THE TASK >> Give back each of the rows below word for word, leaving the pictures out of your answer.

[Data lines]
· · ·

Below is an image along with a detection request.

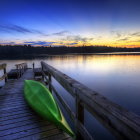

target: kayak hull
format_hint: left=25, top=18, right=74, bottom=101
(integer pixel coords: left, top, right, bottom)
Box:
left=24, top=80, right=75, bottom=137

· · ·

TASK OUTPUT >>
Below is an image along with a detection request.


target: kayak hull
format_hint: left=25, top=18, right=74, bottom=101
(integer pixel coords: left, top, right, bottom)
Box:
left=24, top=80, right=75, bottom=137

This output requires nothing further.